- [Supplied text]:
______

2nd-century BC Chinese treatise

The Huainanzi is an ancient philosophical and governmental Chinese text made up of essays from scholarly debates held at the court of Liu An, Prince of Huainan, before 139 BCE. Compiled as a compendium for an enlightened sovereign and his court, the work attempts to define the conditions for a perfect socio-political order, derived mainly from a perfect (or enlightened) ruler. With a notable Zhuangzi 'Taoist' influence, alongside Chinese folk theories of yin and yang and Wu Xing, the Huainanzi draws on Taoist, Legalist, Confucian, and Mohist concepts. But it subverts the latter three in favor of a less active ruler, as prominent in the early Han dynasty before the Emperor Wu.

The early Han authors of the Huainanzi themselves likely preceded Taoist identification, and differ from Taoism as later understood. Sima Tan may have had the "subversive 'syncretism'" of the Huainanzi in mind when he coined the term Daojia ("Taoism"), claiming to "pick what is good among the Confucians and Mohists". Its ideas theoretically contributed to the founding of the Taoist church in 184 c.e..

Confucian bibliographers classified it as Zajia or 'Syncretist', but came to often consider it a Taoist classic, at least by extension of its use of themes from Laozi and Zhuangzi as classics. Though not achieving the status of a classic, it came to be considered an important philosophical work, and was later included in the Daozang. K.C. Hsiao and the work's modern translators considered it a 'principal' example of Han 'Taoism', retrospectively.

______

- [Recorded data]:
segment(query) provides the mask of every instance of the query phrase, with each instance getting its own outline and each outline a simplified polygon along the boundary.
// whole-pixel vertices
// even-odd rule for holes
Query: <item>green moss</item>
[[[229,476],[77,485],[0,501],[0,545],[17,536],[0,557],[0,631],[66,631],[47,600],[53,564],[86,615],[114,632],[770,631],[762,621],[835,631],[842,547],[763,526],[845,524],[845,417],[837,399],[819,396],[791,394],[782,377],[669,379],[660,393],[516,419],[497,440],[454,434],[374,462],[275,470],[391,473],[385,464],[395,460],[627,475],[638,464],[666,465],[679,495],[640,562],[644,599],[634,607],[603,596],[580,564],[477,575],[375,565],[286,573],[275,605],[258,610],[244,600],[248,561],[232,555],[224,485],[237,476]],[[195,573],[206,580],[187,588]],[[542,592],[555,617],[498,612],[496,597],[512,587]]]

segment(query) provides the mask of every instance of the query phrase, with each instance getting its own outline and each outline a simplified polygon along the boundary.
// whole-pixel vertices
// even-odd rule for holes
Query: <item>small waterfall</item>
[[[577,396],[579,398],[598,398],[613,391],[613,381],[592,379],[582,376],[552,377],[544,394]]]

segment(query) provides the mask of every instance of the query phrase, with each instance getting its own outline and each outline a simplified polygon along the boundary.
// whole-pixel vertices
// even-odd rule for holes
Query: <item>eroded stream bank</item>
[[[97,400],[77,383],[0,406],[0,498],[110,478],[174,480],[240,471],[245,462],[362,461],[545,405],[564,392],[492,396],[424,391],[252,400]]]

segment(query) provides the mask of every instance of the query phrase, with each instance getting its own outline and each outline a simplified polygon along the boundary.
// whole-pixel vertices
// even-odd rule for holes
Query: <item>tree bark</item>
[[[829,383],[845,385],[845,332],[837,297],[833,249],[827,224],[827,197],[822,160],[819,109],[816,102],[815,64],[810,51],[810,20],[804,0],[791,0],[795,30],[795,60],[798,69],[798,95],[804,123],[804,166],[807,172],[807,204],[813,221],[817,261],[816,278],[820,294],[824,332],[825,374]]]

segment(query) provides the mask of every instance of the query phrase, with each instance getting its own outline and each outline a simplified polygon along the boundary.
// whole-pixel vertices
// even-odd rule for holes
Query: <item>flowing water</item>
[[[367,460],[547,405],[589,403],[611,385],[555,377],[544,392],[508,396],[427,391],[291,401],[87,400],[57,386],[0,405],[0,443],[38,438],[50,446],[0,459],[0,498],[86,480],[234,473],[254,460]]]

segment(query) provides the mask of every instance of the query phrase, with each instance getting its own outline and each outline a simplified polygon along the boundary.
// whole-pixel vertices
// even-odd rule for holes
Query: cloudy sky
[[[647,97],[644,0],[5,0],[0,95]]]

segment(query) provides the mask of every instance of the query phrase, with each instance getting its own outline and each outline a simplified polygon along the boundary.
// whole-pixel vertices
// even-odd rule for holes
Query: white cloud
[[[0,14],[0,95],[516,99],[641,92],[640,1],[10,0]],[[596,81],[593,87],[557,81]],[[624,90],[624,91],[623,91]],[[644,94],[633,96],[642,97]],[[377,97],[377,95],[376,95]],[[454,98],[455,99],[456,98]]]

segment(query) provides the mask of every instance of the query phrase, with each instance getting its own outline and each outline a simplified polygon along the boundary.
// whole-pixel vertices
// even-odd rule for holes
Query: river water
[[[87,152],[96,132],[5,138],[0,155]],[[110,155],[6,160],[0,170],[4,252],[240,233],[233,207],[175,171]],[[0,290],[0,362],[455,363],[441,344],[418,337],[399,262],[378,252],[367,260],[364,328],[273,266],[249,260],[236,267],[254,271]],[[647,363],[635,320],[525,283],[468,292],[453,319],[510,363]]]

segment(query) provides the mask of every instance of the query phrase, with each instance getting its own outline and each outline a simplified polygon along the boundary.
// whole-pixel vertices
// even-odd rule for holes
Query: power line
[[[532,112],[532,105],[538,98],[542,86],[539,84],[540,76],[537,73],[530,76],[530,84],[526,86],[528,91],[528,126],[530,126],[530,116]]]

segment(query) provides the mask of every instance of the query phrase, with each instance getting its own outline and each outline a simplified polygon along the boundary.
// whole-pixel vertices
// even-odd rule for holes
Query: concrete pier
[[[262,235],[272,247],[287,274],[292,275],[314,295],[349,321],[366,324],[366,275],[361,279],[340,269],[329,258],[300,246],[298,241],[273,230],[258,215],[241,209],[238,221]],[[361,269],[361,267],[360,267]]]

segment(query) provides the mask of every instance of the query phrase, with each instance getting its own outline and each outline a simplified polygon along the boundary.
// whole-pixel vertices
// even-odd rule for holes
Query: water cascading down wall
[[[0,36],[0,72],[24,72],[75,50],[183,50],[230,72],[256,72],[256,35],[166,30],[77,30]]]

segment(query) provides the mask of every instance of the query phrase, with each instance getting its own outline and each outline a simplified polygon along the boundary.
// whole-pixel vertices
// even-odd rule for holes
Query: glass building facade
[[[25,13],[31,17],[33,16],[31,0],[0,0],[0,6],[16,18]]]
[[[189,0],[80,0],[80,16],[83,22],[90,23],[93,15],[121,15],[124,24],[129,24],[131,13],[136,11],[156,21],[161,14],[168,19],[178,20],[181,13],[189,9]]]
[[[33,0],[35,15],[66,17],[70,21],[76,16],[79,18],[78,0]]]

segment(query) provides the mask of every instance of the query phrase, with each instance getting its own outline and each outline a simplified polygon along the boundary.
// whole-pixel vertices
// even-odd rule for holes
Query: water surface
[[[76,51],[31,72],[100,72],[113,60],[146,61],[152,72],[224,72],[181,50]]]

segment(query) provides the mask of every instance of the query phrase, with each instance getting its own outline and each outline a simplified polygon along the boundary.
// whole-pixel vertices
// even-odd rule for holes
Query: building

______

- [Parts of the exercise]:
1: Please retype the stretch of the Huainanzi text from "The early Han authors" through "in 184 c.e..".
2: Rewrite the paragraph of the Huainanzi text beginning "Confucian bibliographers classified it" in shorter form, keeping its main facts.
The records are separate material and have nothing to do with the text on the Huainanzi.

- [Expected outputs]:
1:
The early Han authors of the Huainanzi themselves likely preceded Taoist identification, and differ from Taoism as later understood. Sima Tan may have had the "subversive 'syncretism'" of the Huainanzi in mind when he coined the term Daojia ("Taoism"), claiming to "pick what is good among the Confucians and Mohists". Its ideas theoretically contributed to the founding of the Taoist church in 184 c.e..

2: Confucian bibliographers labeled the Huainanzi Zajia, or 'Syncretist', but often came to treat it as a Taoist classic, at least because it used themes from Laozi and Zhuangzi. It never became a classic. Still, it was regarded as an important philosophical work and was later included in the Daozang. K.C. Hsiao and its modern translators retrospectively considered it a 'principal' example of Han 'Taoism'.